### [SHORT TASK]
Copy out every entry below, changing "Indicate" to "Mark" wherever it appears and leaving the rest untouched.

[Location identification items]
-- begin --

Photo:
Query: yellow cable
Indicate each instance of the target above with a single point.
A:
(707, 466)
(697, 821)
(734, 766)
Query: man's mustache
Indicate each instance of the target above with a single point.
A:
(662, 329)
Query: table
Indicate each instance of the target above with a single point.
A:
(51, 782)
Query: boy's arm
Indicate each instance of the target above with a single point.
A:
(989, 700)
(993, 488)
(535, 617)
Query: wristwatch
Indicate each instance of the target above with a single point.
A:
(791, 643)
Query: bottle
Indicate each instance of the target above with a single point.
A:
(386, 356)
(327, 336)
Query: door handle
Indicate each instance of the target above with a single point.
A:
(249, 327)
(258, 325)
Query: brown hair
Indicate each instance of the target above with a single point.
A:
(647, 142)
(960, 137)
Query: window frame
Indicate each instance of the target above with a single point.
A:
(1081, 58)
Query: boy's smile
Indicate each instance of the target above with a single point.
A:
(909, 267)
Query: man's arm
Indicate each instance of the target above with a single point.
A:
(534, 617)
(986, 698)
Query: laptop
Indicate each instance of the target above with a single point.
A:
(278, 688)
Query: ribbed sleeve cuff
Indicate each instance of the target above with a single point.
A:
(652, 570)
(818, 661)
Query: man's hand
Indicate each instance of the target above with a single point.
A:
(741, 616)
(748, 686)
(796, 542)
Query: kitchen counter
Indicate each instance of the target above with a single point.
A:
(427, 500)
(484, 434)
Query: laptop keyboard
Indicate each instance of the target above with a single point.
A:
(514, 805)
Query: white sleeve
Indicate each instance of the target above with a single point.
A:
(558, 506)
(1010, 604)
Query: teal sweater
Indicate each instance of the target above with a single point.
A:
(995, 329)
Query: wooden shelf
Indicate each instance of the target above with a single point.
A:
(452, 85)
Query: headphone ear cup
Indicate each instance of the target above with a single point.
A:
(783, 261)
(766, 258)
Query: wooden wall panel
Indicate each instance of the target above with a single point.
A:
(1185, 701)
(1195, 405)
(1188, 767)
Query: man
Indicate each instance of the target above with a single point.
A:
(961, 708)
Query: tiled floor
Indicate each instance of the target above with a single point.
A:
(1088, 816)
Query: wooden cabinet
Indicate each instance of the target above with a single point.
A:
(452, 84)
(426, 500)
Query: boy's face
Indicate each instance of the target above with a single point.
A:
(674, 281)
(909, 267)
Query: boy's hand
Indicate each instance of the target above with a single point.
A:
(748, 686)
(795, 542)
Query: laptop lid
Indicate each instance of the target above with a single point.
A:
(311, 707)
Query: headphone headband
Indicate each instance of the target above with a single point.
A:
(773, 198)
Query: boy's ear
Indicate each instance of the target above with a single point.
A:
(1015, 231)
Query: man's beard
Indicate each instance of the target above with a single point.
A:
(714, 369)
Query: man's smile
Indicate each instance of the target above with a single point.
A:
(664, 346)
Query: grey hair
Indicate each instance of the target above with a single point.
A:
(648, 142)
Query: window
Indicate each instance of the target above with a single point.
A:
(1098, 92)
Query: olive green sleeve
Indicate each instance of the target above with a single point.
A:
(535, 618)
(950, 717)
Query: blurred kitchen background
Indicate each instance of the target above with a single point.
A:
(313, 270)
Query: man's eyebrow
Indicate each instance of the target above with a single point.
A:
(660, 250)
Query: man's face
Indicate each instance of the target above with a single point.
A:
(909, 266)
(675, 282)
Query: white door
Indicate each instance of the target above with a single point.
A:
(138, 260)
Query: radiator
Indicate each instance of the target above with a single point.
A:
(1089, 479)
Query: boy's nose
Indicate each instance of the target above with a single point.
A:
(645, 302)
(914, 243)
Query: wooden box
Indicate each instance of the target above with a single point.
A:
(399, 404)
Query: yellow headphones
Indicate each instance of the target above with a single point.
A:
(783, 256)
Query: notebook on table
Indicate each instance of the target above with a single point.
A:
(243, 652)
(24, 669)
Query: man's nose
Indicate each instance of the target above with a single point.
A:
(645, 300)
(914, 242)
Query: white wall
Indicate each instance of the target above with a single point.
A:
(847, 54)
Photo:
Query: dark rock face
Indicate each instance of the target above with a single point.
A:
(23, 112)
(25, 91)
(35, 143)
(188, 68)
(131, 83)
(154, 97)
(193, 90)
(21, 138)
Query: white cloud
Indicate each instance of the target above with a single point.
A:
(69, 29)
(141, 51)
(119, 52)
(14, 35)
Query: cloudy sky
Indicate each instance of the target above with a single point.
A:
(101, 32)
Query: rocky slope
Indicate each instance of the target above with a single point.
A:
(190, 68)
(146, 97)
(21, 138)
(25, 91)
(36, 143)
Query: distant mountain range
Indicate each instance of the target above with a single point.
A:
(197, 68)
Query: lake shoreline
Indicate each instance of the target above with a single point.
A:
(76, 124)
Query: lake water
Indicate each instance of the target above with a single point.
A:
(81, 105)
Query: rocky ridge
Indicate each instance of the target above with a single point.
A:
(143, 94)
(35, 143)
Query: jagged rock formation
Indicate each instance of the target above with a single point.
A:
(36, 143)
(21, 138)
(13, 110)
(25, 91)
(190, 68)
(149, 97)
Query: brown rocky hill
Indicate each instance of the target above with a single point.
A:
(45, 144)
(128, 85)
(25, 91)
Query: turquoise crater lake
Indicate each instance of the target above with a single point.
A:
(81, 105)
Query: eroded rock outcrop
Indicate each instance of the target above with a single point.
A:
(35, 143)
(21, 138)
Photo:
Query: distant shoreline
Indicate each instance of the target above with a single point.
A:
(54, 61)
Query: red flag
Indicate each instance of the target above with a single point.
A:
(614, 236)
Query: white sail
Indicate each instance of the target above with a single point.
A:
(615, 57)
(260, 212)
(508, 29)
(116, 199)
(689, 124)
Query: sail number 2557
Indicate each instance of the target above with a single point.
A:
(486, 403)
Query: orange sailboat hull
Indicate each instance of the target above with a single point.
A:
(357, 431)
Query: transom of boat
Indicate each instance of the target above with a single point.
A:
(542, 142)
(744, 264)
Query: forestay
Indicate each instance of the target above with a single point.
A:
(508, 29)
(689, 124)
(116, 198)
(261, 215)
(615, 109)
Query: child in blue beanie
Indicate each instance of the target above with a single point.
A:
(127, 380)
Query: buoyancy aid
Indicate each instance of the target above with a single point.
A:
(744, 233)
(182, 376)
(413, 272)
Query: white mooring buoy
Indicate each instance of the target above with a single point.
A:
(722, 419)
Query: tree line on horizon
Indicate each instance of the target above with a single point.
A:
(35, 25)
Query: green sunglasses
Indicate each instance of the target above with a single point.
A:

-- end --

### [SOLUTION TO THE EXERCISE]
Photo:
Query: yellow cable
Mark each instance of the target above with a single point.
A:
(707, 466)
(697, 821)
(734, 766)
Query: man's mustache
Mark each instance of the target above with a single point.
A:
(662, 329)
Query: table
Mark each instance of the target above with a single point.
A:
(51, 782)
Query: boy's arm
Mark each instance of the target above with a single point.
A:
(989, 700)
(993, 488)
(535, 617)
Query: wristwatch
Mark each instance of the target above with a single point.
A:
(791, 643)
Query: bottle
Mark each instance of the target above with a single point.
A:
(386, 356)
(327, 336)
Query: door handle
Mark each instance of the target above with a single point.
A:
(249, 327)
(258, 325)
Query: brown hair
Mark each instance of the target above with a single point.
A:
(647, 142)
(960, 137)
Query: window frame
Mark each instance of the target above with a single point.
A:
(1081, 58)
Query: boy's smile
Mark each instance of the target above with a single point.
A:
(909, 267)
Query: man's arm
Mark each instance of the target above with a single point.
A:
(534, 617)
(986, 698)
Query: laptop
Mark each instance of the target above with a single point.
A:
(278, 688)
Query: ribbed sleeve cuff
Mark each instance of the target above with a single point.
A:
(652, 570)
(818, 661)
Query: man's hand
Mark each instance of the target above with a single point.
A:
(741, 616)
(748, 686)
(796, 542)
Query: kitchen counter
Mark each instance of the target above with a single point.
A:
(427, 500)
(484, 434)
Query: laptop keyboard
Mark each instance of the target above with a single point.
A:
(514, 805)
Query: white sleeve
Mark each instance of the target above with a single point.
A:
(558, 506)
(1010, 604)
Query: teal sweater
Mark each instance of the target above with a single point.
A:
(995, 329)
Query: wooden shelf
Mark each instance of the target above with a single point.
A:
(452, 85)
Query: headphone ear cup
Mark each instance of the target above with a single point.
A:
(783, 261)
(766, 258)
Query: wooden wall panel
Mark each instance of the target above with a single point.
A:
(1185, 701)
(1195, 405)
(1188, 767)
Query: man
Mark each instance of the target above with a single point.
A:
(961, 708)
Query: tiled floor
Mark each instance of the target above with a single point.
A:
(1088, 816)
Query: wooden cabinet
Mark each instance of the target above with a single point.
A:
(452, 84)
(426, 500)
Query: boy's face
Mark each instance of the target above with a single point.
A:
(674, 281)
(909, 267)
Query: boy's hand
Mark each instance of the target above with a single point.
A:
(748, 686)
(795, 542)
Query: laptop lid
Mark each instance of the target above with a single point.
A:
(311, 707)
Query: headphone headband
Mark each instance of the target above with a single point.
A:
(773, 198)
Query: boy's ear
Mark each instance of the target above with a single point.
A:
(1015, 231)
Query: man's beard
Mark each instance of the target above with a single point.
A:
(714, 369)
Query: man's smile
Mark each instance of the target above with a single point.
A:
(664, 346)
Query: grey hair
Mark each instance of the target above with a single point.
A:
(648, 142)
Query: window
Mark each instance of the target above with a single point.
A:
(1098, 92)
Query: olive green sleeve
Mark each instance of the target above with a single point.
A:
(535, 618)
(950, 717)
Query: blurred kitchen background
Mark each instance of the target above with a single point.
A:
(313, 270)
Query: man's eyebrow
Mark each instance of the target above with a single point.
A:
(660, 250)
Query: man's face
Mark each instance of the target above with a single point.
A:
(909, 266)
(675, 282)
Query: white door
Mark each instance of the target above with a single point.
A:
(138, 260)
Query: radiator
Mark each instance of the target above with a single point.
A:
(1089, 479)
Query: boy's nose
Mark each instance of the target above with a single point.
A:
(645, 302)
(914, 243)
Query: wooden box
Mark each instance of the target above with a single point.
A:
(399, 404)
Query: yellow headphones
Mark each instance of the target above with a single point.
A:
(783, 256)
Query: notebook on table
Mark each instance of the target above with a single point.
A:
(243, 652)
(24, 669)
Query: man's nose
Mark each instance of the target above with a single point.
A:
(645, 300)
(914, 242)
Query: white wall
Mark each instance of the target above with a single point.
A:
(847, 54)
Photo:
Query: dark rock face
Mark each instance of the target above with a single point.
A:
(23, 112)
(25, 91)
(35, 143)
(188, 68)
(131, 83)
(154, 97)
(193, 90)
(21, 138)
Query: white cloud
Mark each instance of the target above with a single point.
A:
(69, 29)
(141, 51)
(119, 52)
(14, 35)
Query: cloudy sky
Mark each instance of the target above with a single point.
A:
(101, 32)
Query: rocky slope
Mark each instance of the target above with a single point.
A:
(190, 68)
(146, 97)
(21, 138)
(25, 91)
(36, 143)
Query: distant mountain range
Mark each instance of the target above with a single point.
A:
(197, 68)
Query: lake shoreline
Mark each instance of the target above with a single point.
A:
(76, 124)
Query: lake water
Mark each instance of the target above with a single point.
A:
(81, 105)
Query: rocky ridge
Mark each instance of the target above with a single point.
A:
(143, 94)
(35, 143)
Query: jagged rock formation
Mark each instance of the target above with a single point.
A:
(36, 143)
(21, 138)
(13, 110)
(25, 91)
(190, 68)
(149, 97)
Query: brown rocky hill
Mark each instance of the target above with a single point.
A:
(45, 144)
(128, 85)
(25, 91)
Query: turquoise crater lake
Mark each instance of the target above with a single point.
A:
(81, 105)
Query: eroded rock outcrop
Mark each instance of the target above with a single point.
A:
(35, 143)
(21, 138)
Photo:
Query: distant shoreline
Mark each instance of the target above with a single point.
A:
(54, 61)
Query: red flag
Mark each instance of the target above with a single point.
A:
(614, 236)
Query: white sail
Mark each instance of the target above with a single point.
A:
(615, 57)
(260, 212)
(508, 29)
(116, 199)
(689, 124)
Query: sail number 2557
Mark each instance of the target above with a single point.
A:
(486, 403)
Query: orange sailboat hull
Mark each instance of the target above with a single point.
A:
(357, 431)
Query: transom of boat
Mark each instance of the target above with a single point.
A:
(542, 142)
(744, 264)
Query: forestay
Mark each instance of the target above with a single point.
A:
(508, 29)
(689, 124)
(116, 198)
(261, 215)
(615, 109)
Query: child in blue beanie
Mark each instance of the target above with a single point.
A:
(127, 380)
Query: buoyancy aid
Mark each instance of the target above with a single point.
A:
(744, 233)
(182, 376)
(413, 272)
Query: white mooring buoy
Mark each instance of the target above with a single point.
A:
(722, 419)
Query: tree line on horizon
Mark each instance of the target above with a single point.
A:
(35, 25)
Query: green sunglasses
Mark each instance of the target above with a single point.
A:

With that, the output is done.